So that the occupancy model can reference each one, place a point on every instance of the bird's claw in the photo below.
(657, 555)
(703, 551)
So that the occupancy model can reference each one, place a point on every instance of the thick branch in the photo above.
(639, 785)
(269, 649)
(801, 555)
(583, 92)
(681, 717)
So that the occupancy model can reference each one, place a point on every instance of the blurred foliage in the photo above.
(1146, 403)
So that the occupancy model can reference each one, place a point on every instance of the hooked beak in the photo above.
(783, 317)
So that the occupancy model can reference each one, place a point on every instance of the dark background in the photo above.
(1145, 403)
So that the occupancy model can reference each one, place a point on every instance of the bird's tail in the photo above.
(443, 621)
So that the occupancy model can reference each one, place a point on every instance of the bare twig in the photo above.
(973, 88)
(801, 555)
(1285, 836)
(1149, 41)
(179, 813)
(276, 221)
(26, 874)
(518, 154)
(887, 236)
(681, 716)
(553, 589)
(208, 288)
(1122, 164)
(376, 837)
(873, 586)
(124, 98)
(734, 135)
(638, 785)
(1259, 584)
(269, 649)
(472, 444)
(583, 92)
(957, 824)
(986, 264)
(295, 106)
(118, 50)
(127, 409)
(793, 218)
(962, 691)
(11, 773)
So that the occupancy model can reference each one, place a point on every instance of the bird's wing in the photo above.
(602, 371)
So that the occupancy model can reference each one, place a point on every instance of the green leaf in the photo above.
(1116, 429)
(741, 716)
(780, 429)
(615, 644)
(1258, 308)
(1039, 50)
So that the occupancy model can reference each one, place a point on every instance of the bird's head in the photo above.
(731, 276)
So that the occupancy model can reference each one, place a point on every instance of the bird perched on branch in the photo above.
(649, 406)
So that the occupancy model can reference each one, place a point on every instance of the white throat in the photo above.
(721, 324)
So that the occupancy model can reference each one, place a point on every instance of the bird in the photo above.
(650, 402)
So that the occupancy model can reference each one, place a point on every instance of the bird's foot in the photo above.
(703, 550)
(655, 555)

- - - -

- **Exercise description**: A faithful, word-for-word transcription of the data above is required.

- **Written solution**:
So that the occupancy model can reference each one, place a point on every instance of the bird's claw in the photo below.
(657, 555)
(703, 551)
So that the occupancy model can reference each one, place a point on every instance of the thick branch in the photo above.
(639, 785)
(269, 649)
(801, 555)
(583, 92)
(681, 717)
So that the occupancy model can reference each one, place a point on every instance of the blurred foliage in the photo above.
(1146, 403)
So that the occupancy model can reference each one, place a point on every instance of the hooked beak in the photo above.
(783, 317)
So that the occupancy model can reference each one, place a point on every instance of the dark background in the photo above.
(1145, 403)
So that the occupancy model can reference each one, place a point on every instance of the bird's tail in the photo above.
(443, 621)
So that the occupancy model can reference each one, place a point on every instance of the bare twig in the photo above.
(973, 88)
(801, 555)
(1285, 836)
(1149, 41)
(179, 813)
(276, 221)
(26, 874)
(518, 154)
(887, 236)
(681, 716)
(553, 589)
(208, 288)
(1122, 164)
(376, 837)
(873, 586)
(124, 98)
(734, 135)
(638, 785)
(1259, 584)
(269, 649)
(472, 444)
(583, 92)
(957, 824)
(986, 264)
(295, 106)
(118, 50)
(127, 409)
(793, 218)
(962, 691)
(11, 773)
So that the occupancy model can reference each one, place a point on every instance of the bird's wing in the photo above.
(602, 371)
So that the occupancy model can reference each one, place a point on every instance of the green leaf in the photo above.
(1116, 429)
(741, 716)
(780, 429)
(615, 644)
(1258, 308)
(1039, 50)
So that the occupancy model can reference each one, place a point on every instance of the bird's head in the photo above.
(731, 276)
So that the occupancy model can reference each one, place a point on every instance of the bird perched on branch in the photo above.
(649, 406)
So that the occupancy model can reference each one, place a point on every instance of the white throat in the photo above.
(721, 324)
So that the occupancy model can reference each one, place a point on every instance of the bird in the photo above.
(650, 402)
So that the occupancy model can reference each one, place a point on every instance of the bird's foot in the photo above.
(703, 550)
(655, 555)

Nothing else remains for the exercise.